### [Request]
Your task is to return the line containing "bride in the photo above." plus every line after it, exactly and with nothing added.

** start Exercise materials **

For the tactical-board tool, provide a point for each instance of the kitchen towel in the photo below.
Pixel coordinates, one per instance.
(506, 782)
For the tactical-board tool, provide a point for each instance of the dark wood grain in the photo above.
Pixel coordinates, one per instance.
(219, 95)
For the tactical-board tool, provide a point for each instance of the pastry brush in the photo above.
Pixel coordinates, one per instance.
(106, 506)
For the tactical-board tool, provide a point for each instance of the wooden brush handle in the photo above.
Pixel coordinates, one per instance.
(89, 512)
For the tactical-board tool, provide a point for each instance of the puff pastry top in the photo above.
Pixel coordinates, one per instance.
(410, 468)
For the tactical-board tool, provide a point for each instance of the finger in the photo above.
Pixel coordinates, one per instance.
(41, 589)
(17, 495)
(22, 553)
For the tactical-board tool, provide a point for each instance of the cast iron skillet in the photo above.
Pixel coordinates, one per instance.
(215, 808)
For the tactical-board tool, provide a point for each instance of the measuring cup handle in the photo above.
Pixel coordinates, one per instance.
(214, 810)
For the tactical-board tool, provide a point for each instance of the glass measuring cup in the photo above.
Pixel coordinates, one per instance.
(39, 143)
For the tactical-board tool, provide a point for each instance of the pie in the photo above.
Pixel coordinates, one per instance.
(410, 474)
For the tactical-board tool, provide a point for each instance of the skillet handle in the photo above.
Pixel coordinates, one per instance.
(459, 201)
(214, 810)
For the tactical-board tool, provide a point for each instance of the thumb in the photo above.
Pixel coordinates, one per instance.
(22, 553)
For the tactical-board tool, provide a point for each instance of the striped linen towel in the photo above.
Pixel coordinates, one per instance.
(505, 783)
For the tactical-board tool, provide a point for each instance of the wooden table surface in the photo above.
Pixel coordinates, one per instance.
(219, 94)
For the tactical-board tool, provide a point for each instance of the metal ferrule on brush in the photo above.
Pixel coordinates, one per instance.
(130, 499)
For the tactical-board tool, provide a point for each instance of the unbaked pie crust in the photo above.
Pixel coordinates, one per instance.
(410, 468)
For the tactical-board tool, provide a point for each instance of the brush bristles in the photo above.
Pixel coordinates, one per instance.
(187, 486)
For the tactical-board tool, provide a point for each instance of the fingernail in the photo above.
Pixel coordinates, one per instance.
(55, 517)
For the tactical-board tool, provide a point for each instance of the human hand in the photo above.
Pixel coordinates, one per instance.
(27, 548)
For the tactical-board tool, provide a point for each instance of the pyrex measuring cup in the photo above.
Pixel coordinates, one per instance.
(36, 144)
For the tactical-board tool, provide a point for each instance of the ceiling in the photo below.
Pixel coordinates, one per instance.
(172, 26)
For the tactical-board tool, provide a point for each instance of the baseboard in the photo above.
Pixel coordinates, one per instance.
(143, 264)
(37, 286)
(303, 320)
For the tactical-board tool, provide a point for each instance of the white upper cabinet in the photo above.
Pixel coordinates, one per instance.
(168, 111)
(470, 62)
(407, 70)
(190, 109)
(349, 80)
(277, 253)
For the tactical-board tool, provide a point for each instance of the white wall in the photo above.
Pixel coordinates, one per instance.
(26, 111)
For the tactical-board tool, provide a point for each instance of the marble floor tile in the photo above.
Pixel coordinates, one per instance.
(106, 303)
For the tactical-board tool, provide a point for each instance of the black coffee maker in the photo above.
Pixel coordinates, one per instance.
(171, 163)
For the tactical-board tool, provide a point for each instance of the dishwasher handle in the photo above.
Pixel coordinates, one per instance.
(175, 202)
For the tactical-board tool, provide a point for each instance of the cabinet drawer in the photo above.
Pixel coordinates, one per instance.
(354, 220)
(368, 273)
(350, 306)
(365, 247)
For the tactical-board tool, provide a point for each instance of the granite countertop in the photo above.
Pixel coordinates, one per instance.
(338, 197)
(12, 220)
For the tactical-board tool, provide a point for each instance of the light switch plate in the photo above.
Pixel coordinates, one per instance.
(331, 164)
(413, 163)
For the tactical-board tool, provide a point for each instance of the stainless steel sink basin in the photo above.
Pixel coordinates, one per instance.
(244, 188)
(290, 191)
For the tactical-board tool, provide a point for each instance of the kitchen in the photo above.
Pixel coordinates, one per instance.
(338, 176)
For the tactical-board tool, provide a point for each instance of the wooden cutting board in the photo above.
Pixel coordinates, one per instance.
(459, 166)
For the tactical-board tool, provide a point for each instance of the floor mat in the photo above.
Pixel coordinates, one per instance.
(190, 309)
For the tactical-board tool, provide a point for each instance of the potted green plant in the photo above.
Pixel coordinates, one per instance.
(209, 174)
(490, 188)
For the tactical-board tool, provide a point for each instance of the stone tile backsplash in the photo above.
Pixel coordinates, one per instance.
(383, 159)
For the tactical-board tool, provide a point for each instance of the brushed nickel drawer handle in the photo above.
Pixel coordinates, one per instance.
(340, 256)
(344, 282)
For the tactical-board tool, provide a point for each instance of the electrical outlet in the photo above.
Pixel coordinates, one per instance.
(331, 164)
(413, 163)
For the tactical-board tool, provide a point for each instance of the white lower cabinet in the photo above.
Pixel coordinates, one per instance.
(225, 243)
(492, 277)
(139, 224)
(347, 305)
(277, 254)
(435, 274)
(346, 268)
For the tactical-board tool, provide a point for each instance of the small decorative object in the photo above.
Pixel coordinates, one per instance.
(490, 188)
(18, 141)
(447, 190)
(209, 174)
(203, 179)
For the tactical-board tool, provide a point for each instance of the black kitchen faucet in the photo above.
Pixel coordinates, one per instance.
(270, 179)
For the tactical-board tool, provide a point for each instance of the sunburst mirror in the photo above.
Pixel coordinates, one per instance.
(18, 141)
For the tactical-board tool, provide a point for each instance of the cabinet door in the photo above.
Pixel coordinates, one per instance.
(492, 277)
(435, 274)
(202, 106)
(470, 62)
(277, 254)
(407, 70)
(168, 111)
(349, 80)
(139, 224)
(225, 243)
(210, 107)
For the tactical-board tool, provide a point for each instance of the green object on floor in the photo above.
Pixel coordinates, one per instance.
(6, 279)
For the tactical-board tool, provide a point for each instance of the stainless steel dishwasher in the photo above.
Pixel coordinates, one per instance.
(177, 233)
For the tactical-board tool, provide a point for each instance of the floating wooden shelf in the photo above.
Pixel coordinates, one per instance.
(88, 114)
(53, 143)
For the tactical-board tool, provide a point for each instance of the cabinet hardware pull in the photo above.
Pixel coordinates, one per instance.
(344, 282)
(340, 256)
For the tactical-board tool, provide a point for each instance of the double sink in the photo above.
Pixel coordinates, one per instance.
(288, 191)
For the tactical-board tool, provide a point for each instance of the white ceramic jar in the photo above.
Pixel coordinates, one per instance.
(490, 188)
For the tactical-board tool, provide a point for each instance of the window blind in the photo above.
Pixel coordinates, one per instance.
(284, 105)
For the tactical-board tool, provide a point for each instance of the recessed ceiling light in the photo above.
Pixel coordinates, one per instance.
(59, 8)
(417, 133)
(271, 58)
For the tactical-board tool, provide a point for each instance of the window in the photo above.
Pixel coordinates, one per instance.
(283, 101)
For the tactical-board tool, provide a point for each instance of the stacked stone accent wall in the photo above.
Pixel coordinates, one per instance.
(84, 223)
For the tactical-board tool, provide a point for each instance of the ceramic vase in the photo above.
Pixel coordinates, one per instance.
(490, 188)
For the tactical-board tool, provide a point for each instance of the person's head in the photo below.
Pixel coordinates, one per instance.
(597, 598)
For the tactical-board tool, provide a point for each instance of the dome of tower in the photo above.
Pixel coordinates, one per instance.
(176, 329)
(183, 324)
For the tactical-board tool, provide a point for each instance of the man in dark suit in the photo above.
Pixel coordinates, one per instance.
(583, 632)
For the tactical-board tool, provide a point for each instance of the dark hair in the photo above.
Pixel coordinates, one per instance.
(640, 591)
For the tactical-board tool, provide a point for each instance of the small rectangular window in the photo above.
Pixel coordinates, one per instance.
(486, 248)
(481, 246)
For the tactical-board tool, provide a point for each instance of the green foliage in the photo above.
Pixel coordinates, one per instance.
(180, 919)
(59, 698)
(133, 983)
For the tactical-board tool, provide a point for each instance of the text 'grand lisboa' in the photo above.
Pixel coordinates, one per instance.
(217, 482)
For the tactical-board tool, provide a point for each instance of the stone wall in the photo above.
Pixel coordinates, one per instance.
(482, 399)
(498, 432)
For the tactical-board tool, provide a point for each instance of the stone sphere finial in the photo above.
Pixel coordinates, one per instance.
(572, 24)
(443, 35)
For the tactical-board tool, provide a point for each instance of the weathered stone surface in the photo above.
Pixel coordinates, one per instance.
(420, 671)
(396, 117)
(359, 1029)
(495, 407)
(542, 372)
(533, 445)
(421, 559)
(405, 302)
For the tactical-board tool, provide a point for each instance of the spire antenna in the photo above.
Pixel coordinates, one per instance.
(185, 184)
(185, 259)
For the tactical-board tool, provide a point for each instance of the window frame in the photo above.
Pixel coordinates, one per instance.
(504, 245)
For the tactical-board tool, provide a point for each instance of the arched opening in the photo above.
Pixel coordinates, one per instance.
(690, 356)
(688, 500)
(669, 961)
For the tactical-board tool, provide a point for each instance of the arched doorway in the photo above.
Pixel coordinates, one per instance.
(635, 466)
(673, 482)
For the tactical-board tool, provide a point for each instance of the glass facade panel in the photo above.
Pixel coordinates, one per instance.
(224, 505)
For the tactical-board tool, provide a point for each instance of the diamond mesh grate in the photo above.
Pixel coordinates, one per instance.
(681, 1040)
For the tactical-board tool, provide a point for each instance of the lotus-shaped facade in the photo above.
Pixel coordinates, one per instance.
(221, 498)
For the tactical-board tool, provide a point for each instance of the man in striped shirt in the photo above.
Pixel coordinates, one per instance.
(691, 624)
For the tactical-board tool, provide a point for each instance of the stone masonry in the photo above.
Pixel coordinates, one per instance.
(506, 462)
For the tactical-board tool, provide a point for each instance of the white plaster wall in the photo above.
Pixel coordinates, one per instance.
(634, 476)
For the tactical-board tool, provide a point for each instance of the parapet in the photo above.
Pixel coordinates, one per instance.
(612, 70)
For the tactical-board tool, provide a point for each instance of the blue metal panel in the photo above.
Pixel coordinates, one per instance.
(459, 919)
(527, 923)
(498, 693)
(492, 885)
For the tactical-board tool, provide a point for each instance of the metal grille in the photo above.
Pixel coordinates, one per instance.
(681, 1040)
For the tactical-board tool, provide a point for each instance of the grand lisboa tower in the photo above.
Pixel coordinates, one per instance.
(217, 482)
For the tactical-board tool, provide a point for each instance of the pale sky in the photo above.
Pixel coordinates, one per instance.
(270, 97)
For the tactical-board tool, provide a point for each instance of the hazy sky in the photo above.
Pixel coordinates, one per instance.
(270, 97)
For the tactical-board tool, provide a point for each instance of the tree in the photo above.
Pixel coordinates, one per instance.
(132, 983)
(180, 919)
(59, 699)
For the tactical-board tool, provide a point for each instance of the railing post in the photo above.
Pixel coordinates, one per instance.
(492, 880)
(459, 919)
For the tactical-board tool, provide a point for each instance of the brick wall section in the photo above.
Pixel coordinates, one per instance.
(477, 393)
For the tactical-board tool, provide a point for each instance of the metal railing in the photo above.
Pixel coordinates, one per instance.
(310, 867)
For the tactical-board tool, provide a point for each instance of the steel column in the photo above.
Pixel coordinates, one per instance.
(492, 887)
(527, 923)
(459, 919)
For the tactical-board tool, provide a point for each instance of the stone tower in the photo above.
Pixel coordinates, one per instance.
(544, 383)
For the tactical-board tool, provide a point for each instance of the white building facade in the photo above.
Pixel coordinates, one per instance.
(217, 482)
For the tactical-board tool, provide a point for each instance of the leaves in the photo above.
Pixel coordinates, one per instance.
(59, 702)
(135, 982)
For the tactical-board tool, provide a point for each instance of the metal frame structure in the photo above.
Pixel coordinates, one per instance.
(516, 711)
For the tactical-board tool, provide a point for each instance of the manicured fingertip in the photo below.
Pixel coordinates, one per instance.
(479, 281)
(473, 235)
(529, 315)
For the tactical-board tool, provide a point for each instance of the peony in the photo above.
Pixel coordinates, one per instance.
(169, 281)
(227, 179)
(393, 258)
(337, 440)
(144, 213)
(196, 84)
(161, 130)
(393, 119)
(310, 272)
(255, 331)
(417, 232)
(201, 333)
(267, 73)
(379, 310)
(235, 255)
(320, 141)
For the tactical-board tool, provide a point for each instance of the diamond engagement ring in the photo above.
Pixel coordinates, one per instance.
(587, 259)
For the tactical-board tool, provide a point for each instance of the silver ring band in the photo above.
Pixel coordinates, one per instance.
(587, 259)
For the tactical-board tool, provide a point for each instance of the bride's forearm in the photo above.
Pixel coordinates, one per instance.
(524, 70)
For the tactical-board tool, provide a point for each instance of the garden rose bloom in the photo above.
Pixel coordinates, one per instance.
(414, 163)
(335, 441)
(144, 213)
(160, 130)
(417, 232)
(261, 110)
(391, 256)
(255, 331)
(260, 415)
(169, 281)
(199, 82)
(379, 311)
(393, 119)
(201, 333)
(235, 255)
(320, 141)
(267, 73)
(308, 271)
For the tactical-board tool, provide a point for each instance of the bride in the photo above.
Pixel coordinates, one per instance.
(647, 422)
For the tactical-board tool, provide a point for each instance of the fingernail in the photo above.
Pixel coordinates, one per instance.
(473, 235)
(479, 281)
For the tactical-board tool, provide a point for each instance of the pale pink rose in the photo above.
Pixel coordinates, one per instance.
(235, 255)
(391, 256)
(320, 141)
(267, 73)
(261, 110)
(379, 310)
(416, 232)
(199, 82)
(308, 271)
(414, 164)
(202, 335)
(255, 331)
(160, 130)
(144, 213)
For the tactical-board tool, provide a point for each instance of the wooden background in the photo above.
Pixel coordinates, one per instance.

** end Exercise materials **

### [Answer for the task]
For the tactical-board tool, provide a point for each instance of the bride in the photo above.
Pixel coordinates, one per instance.
(647, 422)
For the tactical-board tool, provide a point for each instance of the fingernail in the photo above.
Pixel coordinates, one per instance.
(473, 235)
(479, 281)
For the tactical-board tool, provide a point for each instance of the pale pink rose in the photo above.
Pixel coordinates, one per instance.
(235, 255)
(391, 256)
(320, 141)
(267, 73)
(261, 110)
(379, 310)
(416, 232)
(199, 82)
(308, 271)
(414, 164)
(202, 335)
(255, 331)
(160, 130)
(144, 213)
For the tactical-board tool, provide a point for each instance of the wooden background in the photo above.
Pixel coordinates, one per instance.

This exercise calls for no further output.